◆ What is asked ◆
In the lines below, swap "keypoint" for "marker" wherever it occurs and reproduce them with no other changes.

(Position annotation lines)
++++++++++++++++++++

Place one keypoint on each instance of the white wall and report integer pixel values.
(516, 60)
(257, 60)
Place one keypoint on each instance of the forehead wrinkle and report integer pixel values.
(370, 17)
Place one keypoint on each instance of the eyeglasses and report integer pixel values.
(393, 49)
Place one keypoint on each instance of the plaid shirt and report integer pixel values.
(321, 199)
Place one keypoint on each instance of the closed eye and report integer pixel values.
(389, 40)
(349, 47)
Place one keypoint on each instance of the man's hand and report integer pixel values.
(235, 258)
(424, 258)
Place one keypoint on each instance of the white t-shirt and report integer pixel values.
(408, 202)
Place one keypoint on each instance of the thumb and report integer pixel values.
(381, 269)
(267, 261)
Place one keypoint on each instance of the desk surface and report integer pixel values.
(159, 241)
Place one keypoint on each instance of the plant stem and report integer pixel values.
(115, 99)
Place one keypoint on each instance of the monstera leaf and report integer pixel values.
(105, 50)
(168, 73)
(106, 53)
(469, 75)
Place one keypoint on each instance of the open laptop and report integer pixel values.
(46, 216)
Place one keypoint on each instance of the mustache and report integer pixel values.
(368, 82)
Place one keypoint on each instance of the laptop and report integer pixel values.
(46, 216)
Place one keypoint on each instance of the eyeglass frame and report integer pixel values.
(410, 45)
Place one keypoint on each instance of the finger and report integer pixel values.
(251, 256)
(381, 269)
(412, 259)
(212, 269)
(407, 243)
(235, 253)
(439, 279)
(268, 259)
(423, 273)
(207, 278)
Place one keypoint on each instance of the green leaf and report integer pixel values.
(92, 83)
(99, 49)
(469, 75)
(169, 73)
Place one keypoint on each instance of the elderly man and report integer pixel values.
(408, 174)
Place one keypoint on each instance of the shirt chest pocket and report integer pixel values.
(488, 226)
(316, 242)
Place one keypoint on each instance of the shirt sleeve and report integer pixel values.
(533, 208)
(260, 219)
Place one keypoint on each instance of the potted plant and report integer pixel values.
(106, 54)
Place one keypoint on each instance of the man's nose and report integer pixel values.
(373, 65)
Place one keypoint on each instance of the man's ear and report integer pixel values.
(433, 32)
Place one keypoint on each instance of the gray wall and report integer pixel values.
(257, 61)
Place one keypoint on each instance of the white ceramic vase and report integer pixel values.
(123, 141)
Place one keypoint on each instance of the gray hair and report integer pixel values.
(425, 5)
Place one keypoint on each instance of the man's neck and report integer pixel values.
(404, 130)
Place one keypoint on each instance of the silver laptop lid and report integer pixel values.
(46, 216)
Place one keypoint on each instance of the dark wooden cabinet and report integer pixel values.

++++++++++++++++++++

◆ Result for this task ◆
Place one marker on each instance of the white wall and report integer pixel values.
(516, 60)
(257, 60)
Place one marker on each instance of the forehead wrinkle and report integer pixel values.
(370, 17)
Place one marker on each instance of the eyeglasses and report integer pixel values.
(393, 49)
Place one marker on each instance of the plaid shirt and report integer pixel values.
(321, 199)
Place one marker on each instance of the closed eye and report integer pixel values.
(389, 40)
(349, 47)
Place one marker on each instance of the man's hand and report integer pixel values.
(235, 258)
(424, 258)
Place one marker on each instance of the white t-shirt and report integer pixel values.
(408, 202)
Place one marker on each instance of the thumb and report integer pixel values.
(381, 269)
(267, 261)
Place one marker on each instance of the desk surface and report integer pixel values.
(159, 241)
Place one marker on each instance of the plant stem and report integer pixel values.
(115, 99)
Place one marker on each instance of the monstera leaf and report integer pixel values.
(105, 50)
(168, 73)
(106, 53)
(469, 75)
Place one marker on each instance of the open laptop and report integer pixel values.
(46, 216)
Place one marker on each instance of the mustache and report integer pixel values.
(368, 82)
Place one marker on each instance of the laptop and report integer pixel values.
(46, 216)
Place one marker on each instance of the eyeglass frame and report integer pixel values.
(410, 45)
Place one marker on each instance of the finger and report integer pixel values.
(251, 256)
(381, 269)
(412, 259)
(212, 269)
(407, 243)
(235, 253)
(439, 279)
(268, 259)
(423, 273)
(207, 278)
Place one marker on each instance of the green leaf and report integer pixel values.
(92, 83)
(99, 49)
(469, 75)
(169, 73)
Place one marker on each instance of the elderly man and report integer pixel values.
(408, 174)
Place one marker on each instance of the shirt chest pocket and report integer pixel values.
(488, 226)
(316, 242)
Place one marker on each instance of the shirt sleeve and report integer pixel values.
(533, 208)
(260, 219)
Place one marker on each instance of the potted plant and report integer pixel values.
(106, 54)
Place one marker on each instance of the man's nose and report integer pixel values.
(373, 65)
Place one marker on each instance of the man's ear and report integer pixel values.
(433, 32)
Place one marker on each instance of the gray wall and report integer pixel values.
(257, 61)
Place one marker on each instance of the white ceramic vase and report integer pixel values.
(123, 141)
Place one marker on each instance of the gray hair and report integer pixel values.
(425, 5)
Place one marker on each instance of the man's neck and report integer pixel values.
(404, 130)
Place one marker on each instance of the silver laptop lid and report integer pixel values.
(46, 216)
Place one marker on each instance of the dark wooden cabinet and report integer pixel values.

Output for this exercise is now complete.